Fragmento ::
* * * *

En tiempo de desolación nunca hacer mudanza». Aunque la exhortación de san Ignacio esté referida a situaciones de oscuridad y turbación del alma, sin esperanza ni amor, es igualmente oportuna ante esta peste que envenena nuestros cuerpos, hiere nuestros espíritus, nos encierra en una muralla interior y nos roba los abrazos. La individual humanidad que se asoma a esta nueva realidad lo hace con sus cimientos quebrantados. Al quedar reducidos a seres socialmente escondidos, inaferrables e intangibles, la pandemia cercena una parte de nosotros mismos, pues aprendimos con Kant que el hombre es una insociable sociabilidad que bascula entre la misantropía y la efusividad. Es insociable porque nuestra primera obligación es permanecer en el ser; y, busca la sociabilidad porque, como nos enseñó Aristóteles, somos animales con razón verbalizada y, por eso mismo, queremos vivir en sociedad.

* * * *

Información extraída ::
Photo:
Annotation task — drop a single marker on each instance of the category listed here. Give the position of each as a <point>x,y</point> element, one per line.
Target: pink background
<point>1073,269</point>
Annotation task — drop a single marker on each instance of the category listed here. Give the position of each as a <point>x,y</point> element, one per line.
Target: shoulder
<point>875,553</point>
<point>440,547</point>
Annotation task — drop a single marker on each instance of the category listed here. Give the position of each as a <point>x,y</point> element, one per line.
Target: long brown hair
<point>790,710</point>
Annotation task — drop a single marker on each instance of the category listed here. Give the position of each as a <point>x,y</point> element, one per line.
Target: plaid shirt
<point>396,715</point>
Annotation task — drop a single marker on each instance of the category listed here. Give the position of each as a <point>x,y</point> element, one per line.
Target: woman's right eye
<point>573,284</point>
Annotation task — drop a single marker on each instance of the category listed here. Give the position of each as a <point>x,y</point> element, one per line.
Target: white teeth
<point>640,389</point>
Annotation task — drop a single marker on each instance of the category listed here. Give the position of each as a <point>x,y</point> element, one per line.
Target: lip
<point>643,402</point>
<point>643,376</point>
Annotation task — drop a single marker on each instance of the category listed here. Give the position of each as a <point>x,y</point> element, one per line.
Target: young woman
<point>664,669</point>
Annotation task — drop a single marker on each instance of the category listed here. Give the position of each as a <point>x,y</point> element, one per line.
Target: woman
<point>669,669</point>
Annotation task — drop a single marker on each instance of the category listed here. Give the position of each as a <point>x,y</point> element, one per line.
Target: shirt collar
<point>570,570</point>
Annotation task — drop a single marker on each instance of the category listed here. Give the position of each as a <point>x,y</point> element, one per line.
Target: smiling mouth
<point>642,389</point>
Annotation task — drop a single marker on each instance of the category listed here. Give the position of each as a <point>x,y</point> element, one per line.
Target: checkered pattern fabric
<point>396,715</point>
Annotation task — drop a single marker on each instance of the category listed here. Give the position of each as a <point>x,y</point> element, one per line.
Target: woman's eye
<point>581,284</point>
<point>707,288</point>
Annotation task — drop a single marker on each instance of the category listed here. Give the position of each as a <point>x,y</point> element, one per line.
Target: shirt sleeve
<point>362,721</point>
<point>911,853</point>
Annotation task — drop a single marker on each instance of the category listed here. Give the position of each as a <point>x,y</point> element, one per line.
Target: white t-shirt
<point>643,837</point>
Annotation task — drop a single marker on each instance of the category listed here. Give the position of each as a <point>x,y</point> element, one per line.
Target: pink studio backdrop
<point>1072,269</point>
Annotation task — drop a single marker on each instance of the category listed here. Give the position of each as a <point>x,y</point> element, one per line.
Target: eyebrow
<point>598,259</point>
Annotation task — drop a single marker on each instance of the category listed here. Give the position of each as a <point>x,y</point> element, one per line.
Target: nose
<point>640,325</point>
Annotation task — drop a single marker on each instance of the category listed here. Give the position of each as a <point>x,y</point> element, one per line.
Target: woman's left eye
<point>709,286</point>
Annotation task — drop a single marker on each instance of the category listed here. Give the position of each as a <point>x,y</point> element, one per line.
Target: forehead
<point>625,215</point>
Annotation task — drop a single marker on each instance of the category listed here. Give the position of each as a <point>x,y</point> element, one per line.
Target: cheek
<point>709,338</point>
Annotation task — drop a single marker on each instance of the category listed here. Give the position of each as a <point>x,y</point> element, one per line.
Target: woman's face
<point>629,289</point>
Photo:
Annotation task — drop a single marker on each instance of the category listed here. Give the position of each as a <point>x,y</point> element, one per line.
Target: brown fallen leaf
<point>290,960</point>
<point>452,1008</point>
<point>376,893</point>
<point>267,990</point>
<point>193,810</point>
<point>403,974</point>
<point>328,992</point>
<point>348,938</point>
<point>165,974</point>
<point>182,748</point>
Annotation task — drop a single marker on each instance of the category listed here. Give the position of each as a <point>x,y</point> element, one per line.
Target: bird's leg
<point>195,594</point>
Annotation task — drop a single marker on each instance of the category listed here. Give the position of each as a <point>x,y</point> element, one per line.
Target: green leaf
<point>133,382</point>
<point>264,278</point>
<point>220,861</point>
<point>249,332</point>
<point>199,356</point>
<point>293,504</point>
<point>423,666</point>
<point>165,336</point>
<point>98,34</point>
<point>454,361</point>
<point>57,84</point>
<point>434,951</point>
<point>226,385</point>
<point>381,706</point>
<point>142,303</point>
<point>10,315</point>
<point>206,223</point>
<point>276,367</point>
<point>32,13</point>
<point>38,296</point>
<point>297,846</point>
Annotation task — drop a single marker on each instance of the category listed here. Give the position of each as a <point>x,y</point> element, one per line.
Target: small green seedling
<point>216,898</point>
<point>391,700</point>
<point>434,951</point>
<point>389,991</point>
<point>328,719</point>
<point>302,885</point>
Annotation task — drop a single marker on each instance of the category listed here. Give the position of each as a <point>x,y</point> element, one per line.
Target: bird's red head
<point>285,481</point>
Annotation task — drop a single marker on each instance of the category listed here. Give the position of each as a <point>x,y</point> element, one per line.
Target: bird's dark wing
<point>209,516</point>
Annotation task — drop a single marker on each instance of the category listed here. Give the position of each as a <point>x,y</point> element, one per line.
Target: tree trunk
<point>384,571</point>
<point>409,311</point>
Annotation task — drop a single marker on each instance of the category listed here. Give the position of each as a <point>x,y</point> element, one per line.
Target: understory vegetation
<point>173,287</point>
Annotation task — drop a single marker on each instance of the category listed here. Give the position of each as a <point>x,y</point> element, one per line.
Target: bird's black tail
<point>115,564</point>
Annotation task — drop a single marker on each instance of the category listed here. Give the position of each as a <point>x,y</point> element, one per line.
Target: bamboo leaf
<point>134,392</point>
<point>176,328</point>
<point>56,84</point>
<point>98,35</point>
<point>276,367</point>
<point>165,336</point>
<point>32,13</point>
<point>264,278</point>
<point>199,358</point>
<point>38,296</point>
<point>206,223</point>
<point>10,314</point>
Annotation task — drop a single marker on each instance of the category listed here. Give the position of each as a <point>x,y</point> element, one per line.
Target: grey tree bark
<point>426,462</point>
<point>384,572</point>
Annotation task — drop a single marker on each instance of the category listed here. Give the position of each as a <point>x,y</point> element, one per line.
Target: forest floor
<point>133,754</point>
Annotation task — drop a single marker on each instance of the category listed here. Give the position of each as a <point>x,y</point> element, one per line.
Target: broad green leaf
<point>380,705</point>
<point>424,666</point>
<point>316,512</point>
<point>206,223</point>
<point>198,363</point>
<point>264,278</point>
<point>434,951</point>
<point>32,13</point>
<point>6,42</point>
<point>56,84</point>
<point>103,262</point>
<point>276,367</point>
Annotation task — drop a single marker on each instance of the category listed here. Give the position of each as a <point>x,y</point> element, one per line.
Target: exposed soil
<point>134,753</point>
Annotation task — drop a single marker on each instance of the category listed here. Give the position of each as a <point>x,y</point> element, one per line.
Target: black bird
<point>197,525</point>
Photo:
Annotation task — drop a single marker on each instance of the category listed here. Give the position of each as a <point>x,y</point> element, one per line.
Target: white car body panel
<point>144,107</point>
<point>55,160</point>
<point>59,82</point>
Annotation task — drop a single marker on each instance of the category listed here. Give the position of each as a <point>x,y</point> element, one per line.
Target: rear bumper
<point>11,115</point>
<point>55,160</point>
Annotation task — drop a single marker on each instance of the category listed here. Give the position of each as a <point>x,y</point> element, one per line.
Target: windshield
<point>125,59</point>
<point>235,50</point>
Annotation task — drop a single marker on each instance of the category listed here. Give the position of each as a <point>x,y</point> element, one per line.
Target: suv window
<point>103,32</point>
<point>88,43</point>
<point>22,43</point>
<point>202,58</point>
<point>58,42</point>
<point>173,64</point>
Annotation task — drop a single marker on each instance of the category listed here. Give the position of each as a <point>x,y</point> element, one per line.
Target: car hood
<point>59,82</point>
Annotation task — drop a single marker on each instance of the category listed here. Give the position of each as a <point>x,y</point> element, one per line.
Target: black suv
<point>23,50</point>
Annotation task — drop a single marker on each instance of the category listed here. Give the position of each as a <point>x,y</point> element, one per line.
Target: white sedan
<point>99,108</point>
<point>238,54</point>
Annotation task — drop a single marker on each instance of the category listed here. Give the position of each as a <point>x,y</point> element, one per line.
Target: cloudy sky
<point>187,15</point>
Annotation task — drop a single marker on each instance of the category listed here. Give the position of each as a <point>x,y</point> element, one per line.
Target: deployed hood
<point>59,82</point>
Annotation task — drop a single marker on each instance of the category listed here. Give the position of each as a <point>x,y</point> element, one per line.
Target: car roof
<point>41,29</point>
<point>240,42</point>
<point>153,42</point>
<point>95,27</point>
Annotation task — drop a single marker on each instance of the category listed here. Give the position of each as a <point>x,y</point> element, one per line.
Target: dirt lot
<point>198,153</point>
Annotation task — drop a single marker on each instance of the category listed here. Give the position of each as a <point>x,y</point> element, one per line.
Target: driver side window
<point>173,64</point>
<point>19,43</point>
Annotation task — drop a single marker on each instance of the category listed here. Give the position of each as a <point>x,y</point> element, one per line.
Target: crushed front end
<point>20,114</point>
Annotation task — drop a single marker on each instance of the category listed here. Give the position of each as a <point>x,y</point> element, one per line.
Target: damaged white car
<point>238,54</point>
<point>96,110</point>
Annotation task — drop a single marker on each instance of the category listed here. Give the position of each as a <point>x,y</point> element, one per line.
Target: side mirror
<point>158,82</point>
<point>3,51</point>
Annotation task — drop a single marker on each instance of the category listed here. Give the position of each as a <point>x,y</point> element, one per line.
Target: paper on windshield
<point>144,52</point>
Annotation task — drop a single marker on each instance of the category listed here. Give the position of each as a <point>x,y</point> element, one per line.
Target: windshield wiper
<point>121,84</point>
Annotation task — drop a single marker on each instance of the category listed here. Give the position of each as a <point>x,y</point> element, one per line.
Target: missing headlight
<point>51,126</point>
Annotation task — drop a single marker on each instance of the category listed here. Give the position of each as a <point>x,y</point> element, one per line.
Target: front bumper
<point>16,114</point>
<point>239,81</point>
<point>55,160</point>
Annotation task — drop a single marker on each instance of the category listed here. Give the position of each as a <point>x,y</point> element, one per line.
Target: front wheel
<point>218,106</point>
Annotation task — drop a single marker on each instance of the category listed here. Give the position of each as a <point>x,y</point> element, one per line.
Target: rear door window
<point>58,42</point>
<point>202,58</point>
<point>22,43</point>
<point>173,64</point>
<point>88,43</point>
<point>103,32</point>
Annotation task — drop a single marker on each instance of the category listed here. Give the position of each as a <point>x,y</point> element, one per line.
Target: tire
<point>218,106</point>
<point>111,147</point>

* * * *

Actividad :: Transcribe tal cual la parte del fragmento que comienza en "En tiempo de" y termina en "vivir en sociedad.".

Respuesta del ejercicio ::
En tiempo de desolación nunca hacer mudanza». Aunque la exhortación de san Ignacio esté referida a situaciones de oscuridad y turbación del alma, sin esperanza ni amor, es igualmente oportuna ante esta peste que envenena nuestros cuerpos, hiere nuestros espíritus, nos encierra en una muralla interior y nos roba los abrazos. La individual humanidad que se asoma a esta nueva realidad lo hace con sus cimientos quebrantados. Al quedar reducidos a seres socialmente escondidos, inaferrables e intangibles, la pandemia cercena una parte de nosotros mismos, pues aprendimos con Kant que el hombre es una insociable sociabilidad que bascula entre la misantropía y la efusividad. Es insociable porque nuestra primera obligación es permanecer en el ser; y, busca la sociabilidad porque, como nos enseñó Aristóteles, somos animales con razón verbalizada y, por eso mismo, queremos vivir en sociedad.